TASK PROMPT:
Resume the article on Canadian retaliatory tariffs and condominium owners, writing on from its final paragraph.

DOCUMENT SECTION:
----

A condo construction site in downtown Toronto, on May 25, 2023.Chris Young/The Canadian Press
As trade war talk continues to simmer, Canada’s plan for retaliatory tariffs could have an immediate and negative impact on this country’s condominium owners, who are unusually exposed to U.S. exports of some key goods.
“Our first reaction was panic,” said Samantha Angel, CEO of Folio Interiors, which specializes in renovations and refurbishing the approximately 11,000 condominium buildings across Ontario. “We buy millions of dollars of carpet and wallpaper every year, and we don’t buy any of it in Canada.”
It’s a realization that’s playing out across the economy as businesses and regular Canadians look for homegrown or offshore alternatives to American products ever since U.S. President Donald Trump signed an executive order on Feb. 1, imposing a 25 per cent tariff on Canadian exports. Even though Mr. Trump agreed to a 30-day pause on the implementation of those tariffs just a few days later, Canadians are still scrambling to figure out whether the goods they rely on might face sudden price surges in a trade war.
The federal Ministry of Finance prepared a list of $30-billion worth of U.S. goods – from dairy to unmanned drones and plywood to jewellery – that would face retaliatory tariffs, and Minister Dominc LeBlanc has warned another $100-billion worth of goods could follow later. However, when it comes to commercial carpet and wallpaper, U.S. imports dominate the Canadian market and there are no domestic suppliers who can step in.

----

DATA SECTION:
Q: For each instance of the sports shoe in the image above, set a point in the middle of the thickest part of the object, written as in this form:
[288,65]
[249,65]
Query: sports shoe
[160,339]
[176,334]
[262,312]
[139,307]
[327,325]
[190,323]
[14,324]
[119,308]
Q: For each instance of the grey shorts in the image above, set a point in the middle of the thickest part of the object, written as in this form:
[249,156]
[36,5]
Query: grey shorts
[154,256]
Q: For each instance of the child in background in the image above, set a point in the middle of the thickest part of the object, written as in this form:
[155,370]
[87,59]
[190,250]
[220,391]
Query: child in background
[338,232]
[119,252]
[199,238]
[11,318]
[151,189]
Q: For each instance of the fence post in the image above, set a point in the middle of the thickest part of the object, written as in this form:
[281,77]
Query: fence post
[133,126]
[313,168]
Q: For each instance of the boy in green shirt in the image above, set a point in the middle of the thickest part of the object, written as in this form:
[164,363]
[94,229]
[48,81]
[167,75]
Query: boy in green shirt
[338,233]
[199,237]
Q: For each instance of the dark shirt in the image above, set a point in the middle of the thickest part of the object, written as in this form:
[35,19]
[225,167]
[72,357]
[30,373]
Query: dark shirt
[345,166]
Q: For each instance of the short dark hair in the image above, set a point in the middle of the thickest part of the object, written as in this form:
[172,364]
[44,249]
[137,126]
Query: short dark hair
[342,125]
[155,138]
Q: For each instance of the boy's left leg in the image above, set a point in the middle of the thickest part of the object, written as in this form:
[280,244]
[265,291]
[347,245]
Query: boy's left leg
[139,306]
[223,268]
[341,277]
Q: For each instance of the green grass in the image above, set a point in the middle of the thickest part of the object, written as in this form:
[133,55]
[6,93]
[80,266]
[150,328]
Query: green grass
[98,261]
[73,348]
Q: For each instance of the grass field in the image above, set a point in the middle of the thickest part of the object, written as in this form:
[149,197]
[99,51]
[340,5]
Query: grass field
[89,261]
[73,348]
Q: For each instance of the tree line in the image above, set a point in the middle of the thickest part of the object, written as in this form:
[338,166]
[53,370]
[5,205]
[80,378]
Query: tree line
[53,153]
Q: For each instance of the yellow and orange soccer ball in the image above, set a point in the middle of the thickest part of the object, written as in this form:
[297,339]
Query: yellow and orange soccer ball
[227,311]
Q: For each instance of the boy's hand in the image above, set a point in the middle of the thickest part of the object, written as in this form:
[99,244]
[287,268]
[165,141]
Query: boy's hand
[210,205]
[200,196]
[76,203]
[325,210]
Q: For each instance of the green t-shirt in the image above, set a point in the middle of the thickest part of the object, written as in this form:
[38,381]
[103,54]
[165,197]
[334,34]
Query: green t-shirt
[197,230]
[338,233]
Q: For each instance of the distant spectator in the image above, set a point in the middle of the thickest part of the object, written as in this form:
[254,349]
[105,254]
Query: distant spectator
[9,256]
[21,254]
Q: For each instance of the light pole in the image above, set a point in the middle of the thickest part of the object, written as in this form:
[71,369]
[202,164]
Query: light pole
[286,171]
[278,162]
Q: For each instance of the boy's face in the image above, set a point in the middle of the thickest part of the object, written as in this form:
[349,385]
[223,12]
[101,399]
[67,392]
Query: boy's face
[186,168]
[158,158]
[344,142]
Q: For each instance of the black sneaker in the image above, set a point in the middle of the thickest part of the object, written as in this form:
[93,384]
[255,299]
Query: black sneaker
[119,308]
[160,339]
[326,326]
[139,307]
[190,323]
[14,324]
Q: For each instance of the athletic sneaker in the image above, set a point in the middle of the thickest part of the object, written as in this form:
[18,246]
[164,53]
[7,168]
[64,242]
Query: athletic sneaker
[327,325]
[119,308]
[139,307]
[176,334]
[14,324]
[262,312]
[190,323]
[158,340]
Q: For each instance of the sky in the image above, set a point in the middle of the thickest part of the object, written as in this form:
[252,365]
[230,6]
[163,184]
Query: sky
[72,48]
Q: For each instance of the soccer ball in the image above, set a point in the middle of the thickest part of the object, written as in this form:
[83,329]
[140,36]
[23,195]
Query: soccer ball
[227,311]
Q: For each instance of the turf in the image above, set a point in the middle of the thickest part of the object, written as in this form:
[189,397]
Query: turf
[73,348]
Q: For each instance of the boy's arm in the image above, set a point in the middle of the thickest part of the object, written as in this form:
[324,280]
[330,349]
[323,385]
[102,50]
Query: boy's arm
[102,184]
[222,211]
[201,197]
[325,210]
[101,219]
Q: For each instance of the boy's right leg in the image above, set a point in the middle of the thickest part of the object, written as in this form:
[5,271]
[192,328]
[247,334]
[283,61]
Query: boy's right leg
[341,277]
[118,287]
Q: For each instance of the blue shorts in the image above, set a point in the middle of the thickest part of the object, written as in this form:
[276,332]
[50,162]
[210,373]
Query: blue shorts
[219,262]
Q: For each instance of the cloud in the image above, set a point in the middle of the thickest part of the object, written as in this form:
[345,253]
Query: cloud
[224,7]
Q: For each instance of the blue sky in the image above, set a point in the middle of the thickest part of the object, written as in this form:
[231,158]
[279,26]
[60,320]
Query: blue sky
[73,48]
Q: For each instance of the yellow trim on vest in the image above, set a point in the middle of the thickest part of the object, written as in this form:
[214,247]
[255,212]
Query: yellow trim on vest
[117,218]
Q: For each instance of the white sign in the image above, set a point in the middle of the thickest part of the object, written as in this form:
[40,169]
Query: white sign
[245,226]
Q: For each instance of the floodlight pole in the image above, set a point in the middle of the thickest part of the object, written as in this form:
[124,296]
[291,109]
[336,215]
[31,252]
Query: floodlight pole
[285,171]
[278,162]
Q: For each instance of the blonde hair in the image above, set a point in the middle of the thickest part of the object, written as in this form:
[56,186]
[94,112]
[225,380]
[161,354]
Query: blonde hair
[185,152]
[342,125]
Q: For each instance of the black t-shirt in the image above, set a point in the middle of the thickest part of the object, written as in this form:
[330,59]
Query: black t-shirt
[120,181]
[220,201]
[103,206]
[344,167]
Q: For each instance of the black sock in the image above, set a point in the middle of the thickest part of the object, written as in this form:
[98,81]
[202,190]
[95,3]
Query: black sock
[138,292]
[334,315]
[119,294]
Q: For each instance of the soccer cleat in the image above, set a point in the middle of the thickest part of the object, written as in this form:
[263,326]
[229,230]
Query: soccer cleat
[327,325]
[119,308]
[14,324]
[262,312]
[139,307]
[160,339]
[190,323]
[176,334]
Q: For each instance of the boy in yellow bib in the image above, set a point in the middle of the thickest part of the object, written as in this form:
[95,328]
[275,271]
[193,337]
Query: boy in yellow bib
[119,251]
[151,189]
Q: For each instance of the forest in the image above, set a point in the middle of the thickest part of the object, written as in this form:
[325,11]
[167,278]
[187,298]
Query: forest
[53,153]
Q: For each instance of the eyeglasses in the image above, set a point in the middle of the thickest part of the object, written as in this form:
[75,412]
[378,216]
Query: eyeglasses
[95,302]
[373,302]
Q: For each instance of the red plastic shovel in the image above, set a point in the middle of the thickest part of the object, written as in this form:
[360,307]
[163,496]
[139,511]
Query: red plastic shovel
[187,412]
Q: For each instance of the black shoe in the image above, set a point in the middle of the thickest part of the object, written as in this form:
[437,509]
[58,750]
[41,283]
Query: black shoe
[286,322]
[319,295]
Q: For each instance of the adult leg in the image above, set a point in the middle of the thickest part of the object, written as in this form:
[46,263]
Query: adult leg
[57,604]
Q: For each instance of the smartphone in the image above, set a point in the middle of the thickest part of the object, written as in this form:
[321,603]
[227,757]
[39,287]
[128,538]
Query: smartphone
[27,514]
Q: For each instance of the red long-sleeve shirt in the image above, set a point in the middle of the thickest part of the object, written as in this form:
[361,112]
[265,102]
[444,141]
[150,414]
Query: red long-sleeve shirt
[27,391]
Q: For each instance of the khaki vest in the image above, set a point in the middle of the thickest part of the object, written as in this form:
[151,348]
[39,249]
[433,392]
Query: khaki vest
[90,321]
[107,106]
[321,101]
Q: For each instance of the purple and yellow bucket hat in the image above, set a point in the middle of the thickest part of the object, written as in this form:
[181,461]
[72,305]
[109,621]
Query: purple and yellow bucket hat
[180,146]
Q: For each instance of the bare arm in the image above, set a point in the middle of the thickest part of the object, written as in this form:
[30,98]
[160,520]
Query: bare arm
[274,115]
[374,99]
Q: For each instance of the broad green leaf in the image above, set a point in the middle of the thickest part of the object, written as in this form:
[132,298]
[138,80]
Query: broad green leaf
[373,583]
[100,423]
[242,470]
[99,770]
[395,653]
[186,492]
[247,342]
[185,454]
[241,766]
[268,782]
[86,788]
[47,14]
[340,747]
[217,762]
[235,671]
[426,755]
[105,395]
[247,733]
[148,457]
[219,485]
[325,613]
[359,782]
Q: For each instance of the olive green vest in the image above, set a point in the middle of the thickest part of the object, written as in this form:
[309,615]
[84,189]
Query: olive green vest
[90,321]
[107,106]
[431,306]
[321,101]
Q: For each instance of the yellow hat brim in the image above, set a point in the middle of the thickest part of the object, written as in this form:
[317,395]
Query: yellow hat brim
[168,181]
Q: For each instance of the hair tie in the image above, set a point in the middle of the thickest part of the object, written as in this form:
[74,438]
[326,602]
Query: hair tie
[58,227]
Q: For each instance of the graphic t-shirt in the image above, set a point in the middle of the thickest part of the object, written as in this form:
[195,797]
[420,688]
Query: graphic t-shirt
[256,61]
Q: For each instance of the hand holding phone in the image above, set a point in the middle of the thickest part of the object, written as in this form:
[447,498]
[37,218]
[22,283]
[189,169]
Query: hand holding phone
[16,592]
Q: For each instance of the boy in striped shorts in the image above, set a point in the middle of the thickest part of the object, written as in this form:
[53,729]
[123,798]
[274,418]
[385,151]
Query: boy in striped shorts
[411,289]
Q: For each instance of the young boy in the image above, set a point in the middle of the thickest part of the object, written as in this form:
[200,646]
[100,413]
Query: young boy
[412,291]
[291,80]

----

ANSWER TO THIS TASK:
U.S. companies exported about $335-million worth of carpet to Canada in 2024, which accounts for less than 5 per cent of their sales, which in 2024 was between $10- to $12-billion according to the U.S. Carpet and Rug Institute – a lobby group run by the largest companies in the sector.
Still, U.S. carpet makers have been the beneficiary of free trade accounting for as much as 90 per cent of the carpet sold in this country, to the point where in the mid-1990s the Canadian industry took an anti-dumping complaint to an international trade tribunal (which ultimately ruled in favour of the U.S. industry).
“Take Interface Inc., a U.S.-based public company,” said Chris Paterson, whose company Renewed Renovations specializes in condo refurbishments. “They look at Canada as the 51st state; most [American] manufacturers do.” Sales representatives from Interface have told him that the Canadian branch of the company sold close to $90-million worth of product last year, making it a larger market for the company than any single U.S. state.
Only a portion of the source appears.